● **Task to carry out**:
Reproduce every entry exactly and leave its pictures out.

=== Exercise materials ===

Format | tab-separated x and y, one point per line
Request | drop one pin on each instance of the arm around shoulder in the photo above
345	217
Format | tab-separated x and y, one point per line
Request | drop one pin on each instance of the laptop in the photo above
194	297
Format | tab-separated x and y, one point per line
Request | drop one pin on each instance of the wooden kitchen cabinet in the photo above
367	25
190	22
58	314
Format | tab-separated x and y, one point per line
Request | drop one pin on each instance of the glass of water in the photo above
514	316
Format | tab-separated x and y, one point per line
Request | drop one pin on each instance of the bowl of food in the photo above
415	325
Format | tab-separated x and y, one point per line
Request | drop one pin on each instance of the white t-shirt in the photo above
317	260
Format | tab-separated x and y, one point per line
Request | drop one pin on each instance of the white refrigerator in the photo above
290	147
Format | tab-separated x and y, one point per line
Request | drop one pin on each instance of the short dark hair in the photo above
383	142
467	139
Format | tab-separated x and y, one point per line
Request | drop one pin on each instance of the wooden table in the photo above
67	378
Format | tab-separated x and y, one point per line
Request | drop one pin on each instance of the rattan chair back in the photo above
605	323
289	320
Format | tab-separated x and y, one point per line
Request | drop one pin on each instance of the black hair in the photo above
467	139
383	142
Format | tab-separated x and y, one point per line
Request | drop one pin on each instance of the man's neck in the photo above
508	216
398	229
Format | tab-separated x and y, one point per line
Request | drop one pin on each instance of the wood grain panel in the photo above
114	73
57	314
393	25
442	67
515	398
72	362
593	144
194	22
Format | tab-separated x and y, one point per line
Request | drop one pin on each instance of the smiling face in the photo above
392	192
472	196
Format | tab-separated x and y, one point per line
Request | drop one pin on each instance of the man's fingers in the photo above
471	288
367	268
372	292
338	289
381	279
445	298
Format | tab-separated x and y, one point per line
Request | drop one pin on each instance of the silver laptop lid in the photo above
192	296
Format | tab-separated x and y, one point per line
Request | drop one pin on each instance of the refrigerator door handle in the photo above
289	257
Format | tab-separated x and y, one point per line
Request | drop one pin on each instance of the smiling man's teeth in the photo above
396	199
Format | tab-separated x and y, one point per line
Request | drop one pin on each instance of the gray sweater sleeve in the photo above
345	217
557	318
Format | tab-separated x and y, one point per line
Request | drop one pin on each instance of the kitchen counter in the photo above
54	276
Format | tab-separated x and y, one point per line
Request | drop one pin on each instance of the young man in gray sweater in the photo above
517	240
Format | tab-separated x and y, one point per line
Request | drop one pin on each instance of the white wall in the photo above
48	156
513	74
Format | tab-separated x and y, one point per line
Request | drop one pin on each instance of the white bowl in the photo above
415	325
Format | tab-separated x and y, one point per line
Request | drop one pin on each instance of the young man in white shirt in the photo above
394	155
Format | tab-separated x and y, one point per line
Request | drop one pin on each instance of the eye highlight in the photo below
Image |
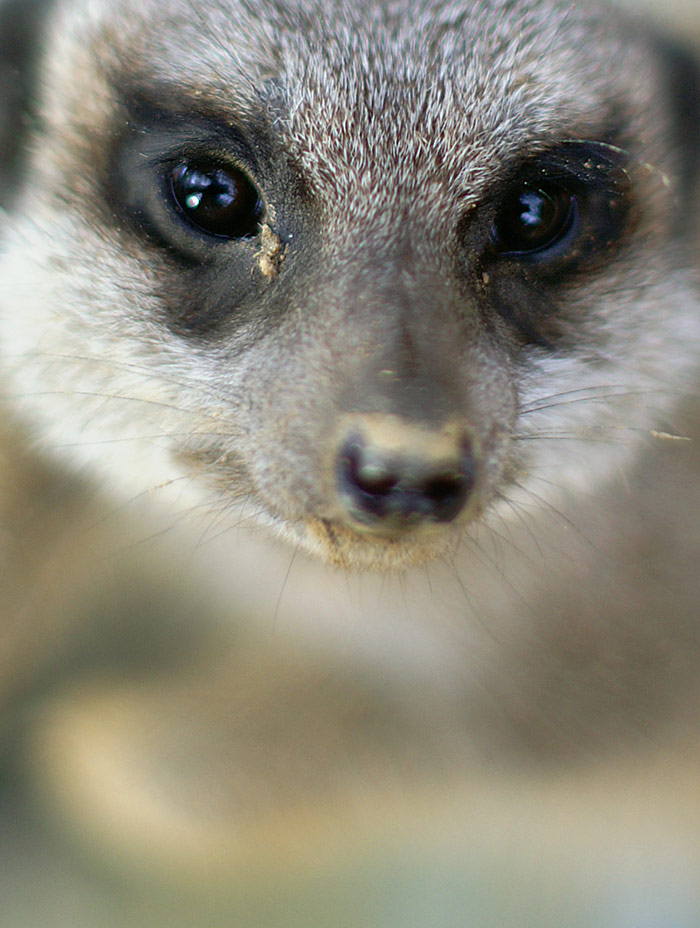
217	199
534	219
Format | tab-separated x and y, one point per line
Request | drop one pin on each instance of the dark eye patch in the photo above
563	209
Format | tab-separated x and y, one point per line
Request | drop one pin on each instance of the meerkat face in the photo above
371	270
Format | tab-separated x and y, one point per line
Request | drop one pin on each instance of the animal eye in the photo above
217	199
532	220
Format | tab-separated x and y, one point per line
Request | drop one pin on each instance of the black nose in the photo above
393	477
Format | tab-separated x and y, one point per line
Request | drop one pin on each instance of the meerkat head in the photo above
372	270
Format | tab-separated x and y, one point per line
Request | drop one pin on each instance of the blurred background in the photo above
123	802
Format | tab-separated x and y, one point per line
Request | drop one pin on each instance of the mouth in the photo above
357	549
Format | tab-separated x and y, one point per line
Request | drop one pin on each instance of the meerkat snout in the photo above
394	477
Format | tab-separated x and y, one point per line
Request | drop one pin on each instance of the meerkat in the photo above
410	287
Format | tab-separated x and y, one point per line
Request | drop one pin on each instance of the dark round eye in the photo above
534	219
217	199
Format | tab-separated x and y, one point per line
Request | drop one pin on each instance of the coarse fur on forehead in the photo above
513	74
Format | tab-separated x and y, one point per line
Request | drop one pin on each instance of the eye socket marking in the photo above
565	208
217	199
534	219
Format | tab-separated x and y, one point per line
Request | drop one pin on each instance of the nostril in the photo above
394	489
370	476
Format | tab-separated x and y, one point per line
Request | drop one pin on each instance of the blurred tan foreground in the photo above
144	783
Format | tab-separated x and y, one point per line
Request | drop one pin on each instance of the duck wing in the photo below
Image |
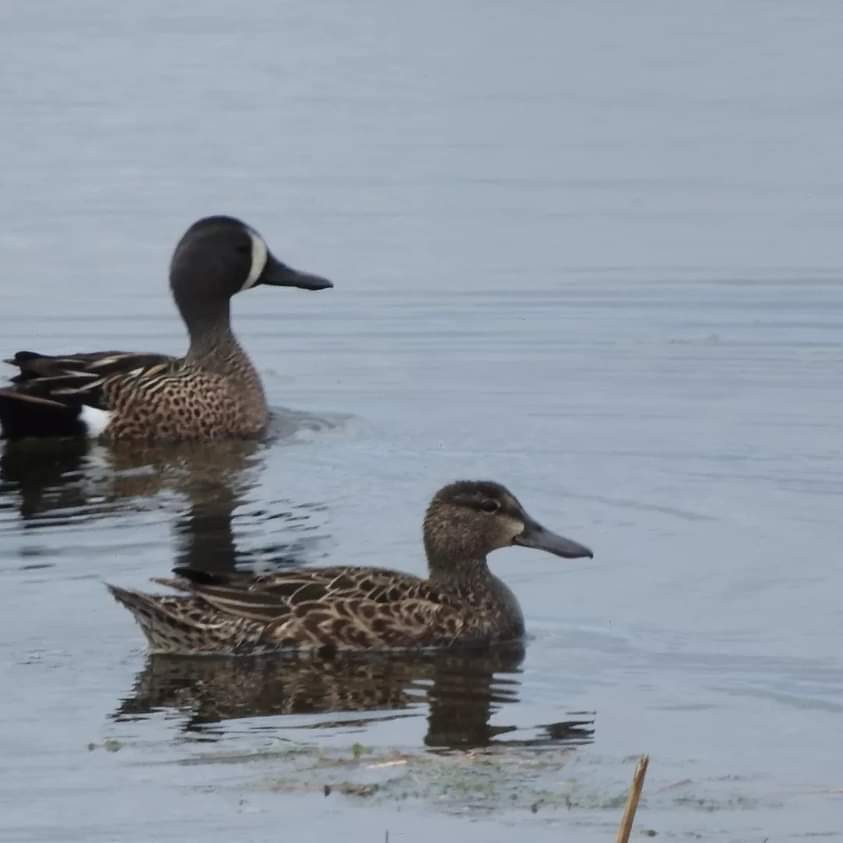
49	392
339	607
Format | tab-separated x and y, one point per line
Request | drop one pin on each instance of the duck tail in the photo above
160	620
22	414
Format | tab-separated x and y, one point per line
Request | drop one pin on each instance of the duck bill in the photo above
534	535
277	274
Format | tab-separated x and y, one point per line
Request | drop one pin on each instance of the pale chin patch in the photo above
259	257
95	420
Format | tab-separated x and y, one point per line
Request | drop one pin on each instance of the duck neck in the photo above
462	574
212	344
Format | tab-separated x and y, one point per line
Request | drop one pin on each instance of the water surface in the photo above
591	250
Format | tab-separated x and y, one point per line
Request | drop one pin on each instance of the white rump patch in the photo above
259	256
95	420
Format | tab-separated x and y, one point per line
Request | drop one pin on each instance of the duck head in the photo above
220	256
467	520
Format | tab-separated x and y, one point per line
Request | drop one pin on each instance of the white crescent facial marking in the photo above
259	258
95	420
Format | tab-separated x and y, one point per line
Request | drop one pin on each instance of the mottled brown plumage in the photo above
214	392
346	608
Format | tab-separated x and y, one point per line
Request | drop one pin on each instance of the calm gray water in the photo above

===

● **Solution for this problem**:
Format | tab-separated x and y, one point per line
Request | drop one pin on each instance of the arm around shoulder in the photo above
345	217
Format | tab-separated x and y, one point per line
Request | drop one pin on each instance of the laptop in the photo above
194	297
Format | tab-separated x and y, one point per line
Request | drop one pin on each instance of the wooden kitchen cabinet in the photo above
367	25
190	22
58	314
Format | tab-separated x and y, one point per line
Request | drop one pin on each instance of the glass of water in the photo above
514	316
Format | tab-separated x and y, one point per line
Request | drop one pin on each instance of the bowl of food in the photo above
415	325
Format | tab-separated x and y, one point per line
Request | drop one pin on each instance of the white t-shirt in the photo above
317	260
Format | tab-separated x and y, one point per line
Request | drop one pin on each instance of the white refrigerator in the photo above
290	147
Format | tab-separated x and y, one point per line
Request | drop one pin on each instance of the short dark hair in the photo above
383	142
467	139
Format | tab-separated x and y, one point per line
Request | drop one pin on each instance of the wooden table in the photo above
67	378
Format | tab-separated x and y, one point per line
Request | drop one pin on each instance of the rattan chair back in the photo above
605	323
289	320
Format | tab-separated x and y, one point per line
Request | drop one pin on each instance of the black hair in the photo above
467	139
383	142
Format | tab-separated x and y, one point per line
Request | drop one pin on each instance of the man's neck in the photo above
508	216
398	229
Format | tab-separated x and y, one point per line
Request | drop one pin on each instance of the wood grain panel in the photo above
114	73
57	314
393	25
442	67
515	398
72	362
593	144
194	22
Format | tab-separated x and y, one point per line
Request | drop one pin on each instance of the smiling face in the photo above
392	192
472	196
Format | tab-separated x and y, one point per line
Request | drop one pin on each instance of the man's fingers in the photo above
471	288
367	268
372	292
338	289
381	279
445	298
Format | tab-separated x and y, one point per line
Request | drop one pin on each instance of the silver laptop lid in the photo above
192	296
Format | tab-separated x and y, one point per line
Request | drop one pin on each instance of the refrigerator door handle in the photo above
289	257
Format | tab-separated x and y, one point per line
Request | drop one pin on each instance of the smiling man's teeth in the photo above
396	199
Format | tab-separated x and y, one point per line
Request | drop one pin on each instance of the gray sweater sleeve in the photo above
345	217
557	318
Format | tab-separated x and y, one point per line
Request | drop one pin on each instance of the kitchen counter in the photo above
54	276
Format | tab-separated x and y, one point per line
Request | drop one pin on each instance of the young man in gray sweater in the photo above
517	240
Format | tab-separated x and y, one point per line
Request | drop one pin on each instance of the white wall in the photo above
48	156
513	74
Format | tab-separated x and y, one point per line
Request | drop one pin on each instance of the white bowl in the photo above
415	325
Format | tab-separated x and y, one point per line
Request | drop one pin on each instance of the young man in white shirt in the photo above
394	155
Format | tab-separated x and y, one point per line
Request | drop one pin on each instance of the eye highlight in the photo below
Image |
217	199
534	219
Format | tab-separated x and y, one point per line
Request | drop one pin on each instance of the dark eye patch in the photo above
563	209
Format | tab-separated x and y, one point per line
Request | drop one pin on each instance of the meerkat face in the photo above
371	270
Format | tab-separated x and y, one point per line
Request | drop one pin on each instance of the animal eye in the photo above
217	199
532	220
Format | tab-separated x and y, one point per line
Request | drop one pin on each instance of the black nose in the photo above
393	477
Format | tab-separated x and y, one point per line
Request | drop one pin on each instance of the meerkat head in the photo above
372	270
Format | tab-separated x and y, one point per line
Request | drop one pin on each instance of the blurred background in the photo above
123	802
Format | tab-separated x and y, one point per line
Request | drop one pin on each instance of the mouth in the photo above
357	549
Format | tab-separated x and y, one point per line
Request | drop one pin on each instance of the meerkat snout in the photo above
394	477
Format | tab-separated x and y, one point per line
Request | drop one pin on each instance of the meerkat in the photo above
410	287
Format | tab-separated x and y, one point per line
Request | drop one pin on each instance of the dark round eye in the photo above
534	219
217	199
Format | tab-separated x and y, one point per line
Request | drop one pin on each instance of the coarse fur on forehead in the photo above
513	74
Format | tab-separated x and y, one point per line
Request | drop one pin on each instance of the eye socket marking in the photo above
565	208
217	199
534	219
Format | tab-separated x and y, one point per line
Request | drop one pin on each instance of the nostril in the photo above
394	489
370	476
Format | tab-separated x and y, one point per line
Request | drop one pin on each instance of the blurred tan foreground in the photo above
144	783
Format | tab-separated x and y, one point per line
Request | drop one pin on each instance of the duck wing in the photo below
Image |
49	392
339	607
Format | tab-separated x and y, one point per line
Request | drop one pin on each instance of the duck tail in the photo above
160	620
22	414
Format | tab-separated x and y, one point per line
Request | drop one pin on each instance of the duck bill in the photo above
534	535
277	274
Format | tab-separated x and y, one point per line
Request | drop one pin on each instance of the pale chin patch in the photo above
259	257
95	420
Format | tab-separated x and y, one point per line
Request | drop one pin on each instance of the duck neck in the photo above
462	574
212	344
Format | tab-separated x and y, one point per line
Request | drop one pin on each instance of the water surface in the photo above
591	250
Format | tab-separated x and y, one point per line
Request | drop one pin on each instance of the white rump patch in the photo above
259	256
95	420
Format | tab-separated x and y, one point per line
Request | drop one pin on each instance of the duck head in the photo above
220	256
467	520
Format | tab-separated x and y, one point per line
Request | drop one pin on each instance of the white crescent facial marking in the photo above
259	258
95	420
Format | tab-separated x and y, one point per line
Request | drop one pin on each instance of the mottled brown plumage in the photo above
214	392
346	608
Format | tab-separated x and y, one point per line
Request | drop one pin on each instance of the calm gray water in the photo above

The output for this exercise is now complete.